* [WHAT THE TASK REQUIRES]:
Task for the records below: please retype exactly and only the lines from the first through the one with "77L271 149L268 106L246", with every picture omitted.

* [INPUT RECORDS]:
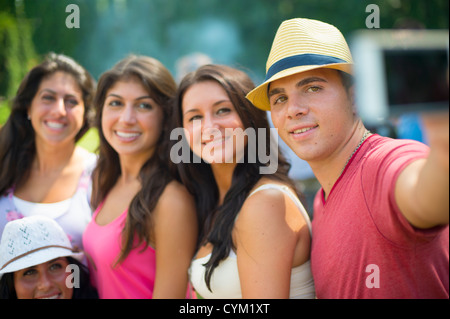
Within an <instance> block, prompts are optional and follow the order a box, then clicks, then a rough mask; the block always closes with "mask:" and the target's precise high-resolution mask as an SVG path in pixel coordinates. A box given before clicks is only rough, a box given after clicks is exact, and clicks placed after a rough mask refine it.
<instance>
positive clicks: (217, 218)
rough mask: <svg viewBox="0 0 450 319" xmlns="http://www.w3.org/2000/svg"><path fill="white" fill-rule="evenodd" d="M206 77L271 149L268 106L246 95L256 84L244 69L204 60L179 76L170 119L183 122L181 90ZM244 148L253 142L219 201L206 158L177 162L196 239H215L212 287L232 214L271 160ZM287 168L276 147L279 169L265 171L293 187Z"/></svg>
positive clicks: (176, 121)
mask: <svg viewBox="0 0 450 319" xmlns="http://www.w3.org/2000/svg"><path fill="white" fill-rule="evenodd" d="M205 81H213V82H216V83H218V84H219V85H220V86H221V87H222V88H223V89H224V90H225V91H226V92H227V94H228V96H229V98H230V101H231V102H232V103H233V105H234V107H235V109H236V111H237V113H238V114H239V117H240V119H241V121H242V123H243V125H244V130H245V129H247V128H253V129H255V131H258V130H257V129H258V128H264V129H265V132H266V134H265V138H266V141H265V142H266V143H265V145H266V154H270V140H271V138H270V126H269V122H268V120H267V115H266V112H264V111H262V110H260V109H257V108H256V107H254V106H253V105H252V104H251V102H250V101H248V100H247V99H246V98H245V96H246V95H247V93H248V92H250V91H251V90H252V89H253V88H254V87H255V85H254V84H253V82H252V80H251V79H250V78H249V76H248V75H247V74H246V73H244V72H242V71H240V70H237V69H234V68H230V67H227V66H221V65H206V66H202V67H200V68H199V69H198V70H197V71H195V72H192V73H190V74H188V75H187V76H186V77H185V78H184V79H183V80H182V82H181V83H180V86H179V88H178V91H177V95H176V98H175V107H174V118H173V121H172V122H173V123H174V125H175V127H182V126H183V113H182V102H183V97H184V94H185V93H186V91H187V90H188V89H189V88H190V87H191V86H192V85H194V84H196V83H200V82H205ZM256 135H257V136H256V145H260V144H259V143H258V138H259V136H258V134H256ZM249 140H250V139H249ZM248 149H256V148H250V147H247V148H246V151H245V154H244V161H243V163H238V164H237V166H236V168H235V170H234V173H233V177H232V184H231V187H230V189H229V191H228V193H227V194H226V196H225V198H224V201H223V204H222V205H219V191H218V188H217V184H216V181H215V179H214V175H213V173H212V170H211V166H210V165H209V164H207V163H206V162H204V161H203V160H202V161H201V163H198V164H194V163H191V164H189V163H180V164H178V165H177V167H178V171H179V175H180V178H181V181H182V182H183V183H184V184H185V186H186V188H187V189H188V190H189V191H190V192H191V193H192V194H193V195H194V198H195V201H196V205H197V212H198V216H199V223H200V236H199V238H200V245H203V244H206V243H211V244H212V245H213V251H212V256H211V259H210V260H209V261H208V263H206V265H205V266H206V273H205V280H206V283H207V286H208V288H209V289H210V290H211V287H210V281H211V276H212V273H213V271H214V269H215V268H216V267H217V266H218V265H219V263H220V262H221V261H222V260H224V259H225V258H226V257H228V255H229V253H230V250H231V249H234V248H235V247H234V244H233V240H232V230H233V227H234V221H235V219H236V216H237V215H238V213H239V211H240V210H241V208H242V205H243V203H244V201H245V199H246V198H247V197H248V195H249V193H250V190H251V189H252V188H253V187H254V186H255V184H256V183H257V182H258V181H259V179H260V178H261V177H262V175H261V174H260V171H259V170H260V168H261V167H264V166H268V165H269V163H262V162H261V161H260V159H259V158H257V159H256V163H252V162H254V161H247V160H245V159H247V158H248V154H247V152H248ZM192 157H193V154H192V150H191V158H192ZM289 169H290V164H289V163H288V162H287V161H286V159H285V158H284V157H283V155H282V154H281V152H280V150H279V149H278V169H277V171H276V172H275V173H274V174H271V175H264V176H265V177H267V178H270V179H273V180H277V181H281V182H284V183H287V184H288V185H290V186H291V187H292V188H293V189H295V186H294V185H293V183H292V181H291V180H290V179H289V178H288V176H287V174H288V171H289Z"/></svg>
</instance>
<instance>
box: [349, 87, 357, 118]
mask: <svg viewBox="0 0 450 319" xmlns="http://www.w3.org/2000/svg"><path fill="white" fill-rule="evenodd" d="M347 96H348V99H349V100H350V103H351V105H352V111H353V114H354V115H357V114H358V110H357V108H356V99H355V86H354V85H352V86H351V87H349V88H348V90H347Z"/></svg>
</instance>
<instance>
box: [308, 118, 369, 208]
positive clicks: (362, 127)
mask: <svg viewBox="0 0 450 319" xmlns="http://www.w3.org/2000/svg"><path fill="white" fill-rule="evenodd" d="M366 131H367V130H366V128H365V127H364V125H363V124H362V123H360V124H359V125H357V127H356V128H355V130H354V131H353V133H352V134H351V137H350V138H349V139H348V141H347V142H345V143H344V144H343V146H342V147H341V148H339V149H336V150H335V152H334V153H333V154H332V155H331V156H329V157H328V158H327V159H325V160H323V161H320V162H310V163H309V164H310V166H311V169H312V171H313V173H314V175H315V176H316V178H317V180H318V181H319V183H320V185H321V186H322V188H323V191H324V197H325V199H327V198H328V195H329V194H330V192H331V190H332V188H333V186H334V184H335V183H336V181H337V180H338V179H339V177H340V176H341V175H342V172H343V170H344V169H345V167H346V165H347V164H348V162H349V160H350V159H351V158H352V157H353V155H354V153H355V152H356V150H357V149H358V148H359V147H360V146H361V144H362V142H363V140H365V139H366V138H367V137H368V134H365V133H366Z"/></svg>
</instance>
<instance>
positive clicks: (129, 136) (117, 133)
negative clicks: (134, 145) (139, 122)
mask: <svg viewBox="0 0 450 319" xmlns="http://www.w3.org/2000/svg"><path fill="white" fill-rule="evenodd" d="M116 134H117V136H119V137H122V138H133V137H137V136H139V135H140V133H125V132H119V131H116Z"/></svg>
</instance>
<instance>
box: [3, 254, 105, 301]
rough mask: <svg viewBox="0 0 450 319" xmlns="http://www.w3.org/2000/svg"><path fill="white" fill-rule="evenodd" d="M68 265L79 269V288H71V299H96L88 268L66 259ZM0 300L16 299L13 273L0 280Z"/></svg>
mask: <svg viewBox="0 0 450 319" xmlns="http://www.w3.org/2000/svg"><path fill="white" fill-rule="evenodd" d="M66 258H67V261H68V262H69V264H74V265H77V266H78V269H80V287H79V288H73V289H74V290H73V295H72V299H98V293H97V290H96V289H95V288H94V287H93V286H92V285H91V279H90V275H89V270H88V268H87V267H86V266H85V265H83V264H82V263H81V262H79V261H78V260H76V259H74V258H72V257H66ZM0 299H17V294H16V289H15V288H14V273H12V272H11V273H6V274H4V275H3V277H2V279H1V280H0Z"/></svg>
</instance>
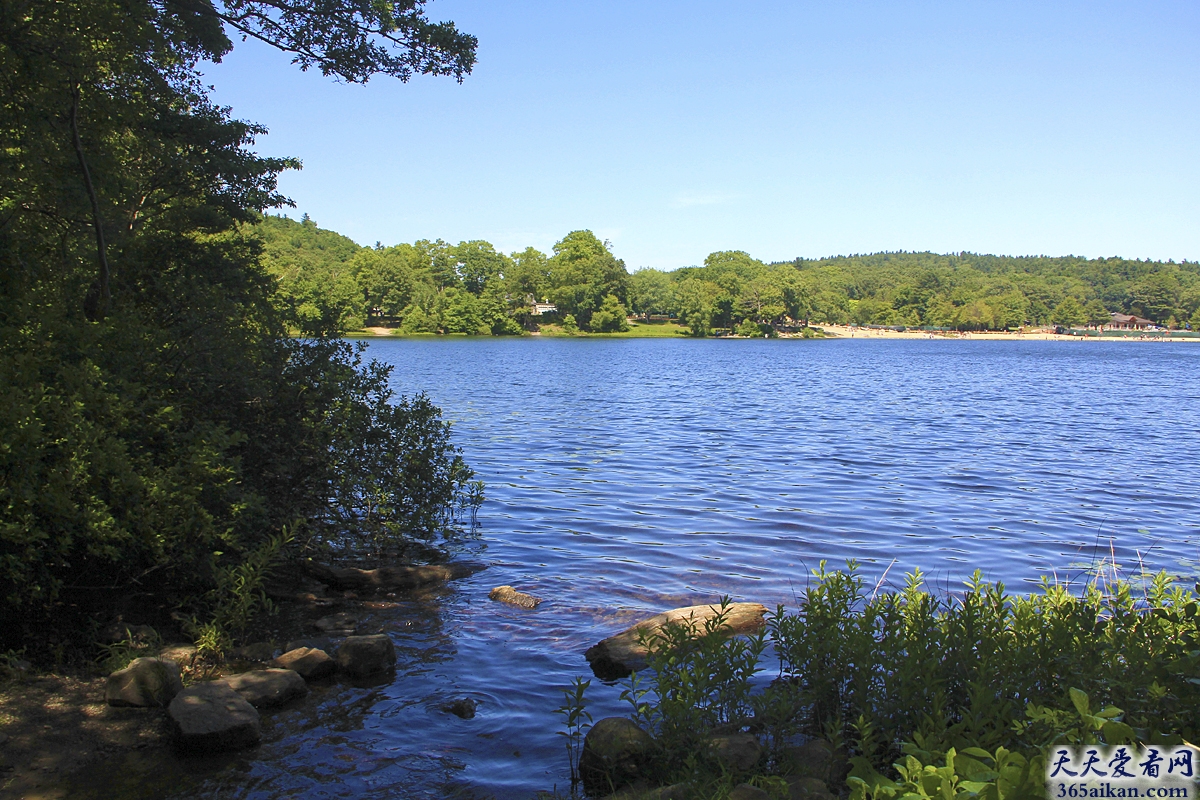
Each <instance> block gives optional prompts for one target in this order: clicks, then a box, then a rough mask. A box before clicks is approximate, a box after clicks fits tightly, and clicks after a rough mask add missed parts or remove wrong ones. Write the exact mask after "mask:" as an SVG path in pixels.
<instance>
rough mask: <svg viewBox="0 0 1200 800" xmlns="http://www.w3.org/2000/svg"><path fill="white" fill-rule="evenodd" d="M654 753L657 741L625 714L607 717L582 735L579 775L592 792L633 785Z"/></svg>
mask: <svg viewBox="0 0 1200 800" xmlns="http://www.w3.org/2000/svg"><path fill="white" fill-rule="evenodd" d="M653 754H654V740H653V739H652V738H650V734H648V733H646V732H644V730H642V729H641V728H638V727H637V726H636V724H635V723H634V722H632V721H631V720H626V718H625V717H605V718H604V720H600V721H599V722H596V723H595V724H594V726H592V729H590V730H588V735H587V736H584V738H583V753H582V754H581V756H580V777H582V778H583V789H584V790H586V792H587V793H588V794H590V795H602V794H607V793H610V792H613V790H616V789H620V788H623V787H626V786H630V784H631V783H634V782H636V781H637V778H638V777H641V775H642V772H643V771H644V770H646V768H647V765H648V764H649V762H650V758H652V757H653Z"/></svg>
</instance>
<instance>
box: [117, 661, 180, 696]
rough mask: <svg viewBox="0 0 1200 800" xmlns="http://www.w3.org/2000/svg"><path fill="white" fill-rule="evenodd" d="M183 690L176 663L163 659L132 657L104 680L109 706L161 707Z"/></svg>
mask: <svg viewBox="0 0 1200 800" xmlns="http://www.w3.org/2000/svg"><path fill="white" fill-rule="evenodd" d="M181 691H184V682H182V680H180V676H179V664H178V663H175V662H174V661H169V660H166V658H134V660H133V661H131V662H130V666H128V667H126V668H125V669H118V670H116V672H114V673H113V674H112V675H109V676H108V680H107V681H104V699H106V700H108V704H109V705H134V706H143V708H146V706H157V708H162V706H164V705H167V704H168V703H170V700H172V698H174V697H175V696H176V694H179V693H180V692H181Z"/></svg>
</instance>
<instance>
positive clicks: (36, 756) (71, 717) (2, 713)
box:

* [WRITTEN ANSWER]:
Within an <instance> block, prompts are optional and follow the order a box, then clicks, then a rough mask; the block always closes with "mask:" and the target's precise high-resolution mask as an SVG path in pixel coordinates. A box given before clicks is only rough, a box given after clicks is exact, and clicks placed after a rough mask refine it.
<instance>
positive clicks: (217, 218)
rough mask: <svg viewBox="0 0 450 319" xmlns="http://www.w3.org/2000/svg"><path fill="white" fill-rule="evenodd" d="M206 77L271 149L268 106L246 95L256 84L244 69L204 60L179 76L170 119L183 122L181 90ZM244 148L253 142L219 201L206 158L177 162L196 239H215L212 287L232 214L271 160ZM287 168L276 147L279 169L265 171L293 187Z"/></svg>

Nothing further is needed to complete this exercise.